-- Saved data entries --

--- begin ---

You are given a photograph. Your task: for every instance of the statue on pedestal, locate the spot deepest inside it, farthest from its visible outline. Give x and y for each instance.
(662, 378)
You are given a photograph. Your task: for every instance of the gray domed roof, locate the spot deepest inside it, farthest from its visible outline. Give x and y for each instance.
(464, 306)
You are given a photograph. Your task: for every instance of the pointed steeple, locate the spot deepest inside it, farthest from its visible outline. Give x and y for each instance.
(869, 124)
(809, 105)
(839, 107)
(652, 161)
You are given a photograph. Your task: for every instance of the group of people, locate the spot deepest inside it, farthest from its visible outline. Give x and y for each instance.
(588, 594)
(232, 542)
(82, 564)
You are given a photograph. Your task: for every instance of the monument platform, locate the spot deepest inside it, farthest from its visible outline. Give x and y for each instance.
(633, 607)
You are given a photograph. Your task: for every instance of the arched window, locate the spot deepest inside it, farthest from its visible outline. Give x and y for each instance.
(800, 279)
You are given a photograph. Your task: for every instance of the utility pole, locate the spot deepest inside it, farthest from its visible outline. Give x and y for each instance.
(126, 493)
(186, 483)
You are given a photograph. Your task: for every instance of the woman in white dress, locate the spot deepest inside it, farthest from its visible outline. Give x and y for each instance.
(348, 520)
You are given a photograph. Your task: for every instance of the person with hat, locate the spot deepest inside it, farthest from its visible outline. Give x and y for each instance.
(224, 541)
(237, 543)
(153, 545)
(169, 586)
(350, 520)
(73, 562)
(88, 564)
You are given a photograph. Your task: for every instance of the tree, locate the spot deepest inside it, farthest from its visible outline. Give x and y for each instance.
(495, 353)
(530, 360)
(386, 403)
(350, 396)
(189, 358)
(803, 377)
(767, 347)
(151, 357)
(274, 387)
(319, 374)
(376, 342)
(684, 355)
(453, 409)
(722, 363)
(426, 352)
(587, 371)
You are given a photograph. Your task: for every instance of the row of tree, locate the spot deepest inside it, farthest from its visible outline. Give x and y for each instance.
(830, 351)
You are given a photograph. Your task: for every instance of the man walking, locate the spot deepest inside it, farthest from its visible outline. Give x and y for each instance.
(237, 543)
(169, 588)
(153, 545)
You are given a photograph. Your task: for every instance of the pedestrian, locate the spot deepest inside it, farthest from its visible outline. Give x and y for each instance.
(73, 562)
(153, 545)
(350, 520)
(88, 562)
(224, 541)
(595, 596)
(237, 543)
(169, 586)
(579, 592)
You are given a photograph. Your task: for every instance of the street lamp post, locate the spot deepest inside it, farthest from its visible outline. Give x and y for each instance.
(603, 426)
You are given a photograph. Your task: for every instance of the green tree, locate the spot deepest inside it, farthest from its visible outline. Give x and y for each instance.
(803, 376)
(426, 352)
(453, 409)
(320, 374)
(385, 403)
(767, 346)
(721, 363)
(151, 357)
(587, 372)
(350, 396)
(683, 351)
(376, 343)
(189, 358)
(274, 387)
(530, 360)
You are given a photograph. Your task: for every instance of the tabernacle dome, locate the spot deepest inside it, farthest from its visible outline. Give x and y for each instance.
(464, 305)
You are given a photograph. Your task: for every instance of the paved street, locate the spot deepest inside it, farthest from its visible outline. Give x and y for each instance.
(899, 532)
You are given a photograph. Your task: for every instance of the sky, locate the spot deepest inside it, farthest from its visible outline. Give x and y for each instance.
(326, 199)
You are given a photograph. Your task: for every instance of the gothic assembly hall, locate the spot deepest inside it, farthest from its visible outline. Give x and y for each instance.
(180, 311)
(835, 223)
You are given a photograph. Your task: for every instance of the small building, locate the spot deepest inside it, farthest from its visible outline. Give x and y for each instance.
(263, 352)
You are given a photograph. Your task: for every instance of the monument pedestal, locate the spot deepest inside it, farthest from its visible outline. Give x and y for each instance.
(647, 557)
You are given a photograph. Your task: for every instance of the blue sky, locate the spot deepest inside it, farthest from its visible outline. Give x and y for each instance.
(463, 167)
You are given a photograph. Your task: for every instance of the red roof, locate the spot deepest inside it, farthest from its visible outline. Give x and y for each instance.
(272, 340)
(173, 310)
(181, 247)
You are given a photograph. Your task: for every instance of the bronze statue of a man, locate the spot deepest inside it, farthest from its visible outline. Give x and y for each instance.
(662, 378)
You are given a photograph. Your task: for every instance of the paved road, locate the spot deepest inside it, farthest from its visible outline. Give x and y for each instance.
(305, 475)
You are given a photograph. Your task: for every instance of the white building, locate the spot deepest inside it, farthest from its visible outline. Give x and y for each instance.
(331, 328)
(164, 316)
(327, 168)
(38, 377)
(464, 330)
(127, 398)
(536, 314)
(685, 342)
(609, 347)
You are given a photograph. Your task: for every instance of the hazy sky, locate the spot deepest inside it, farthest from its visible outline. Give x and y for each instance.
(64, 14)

--- end ---

-- The exercise --
Update the lines of the listing starting with the line containing "of the white" and going on through the end of the listing, replacing "hazy sky" with "overcast sky" and leaving everything else unchanged. Give only those lines.

-- Written reply --
You are given a photograph. Your task: for every instance of the white building, locate the spot deepest inside it, farthest from its visible outline. Give x and y for each instance.
(331, 328)
(164, 316)
(327, 168)
(38, 377)
(464, 330)
(127, 398)
(536, 314)
(685, 342)
(609, 347)
You are given a photograph. Your task: for every instance of the overcast sky, locate the spot deepest inside it, farthest from its visible outline. Give x and y for each instance.
(64, 14)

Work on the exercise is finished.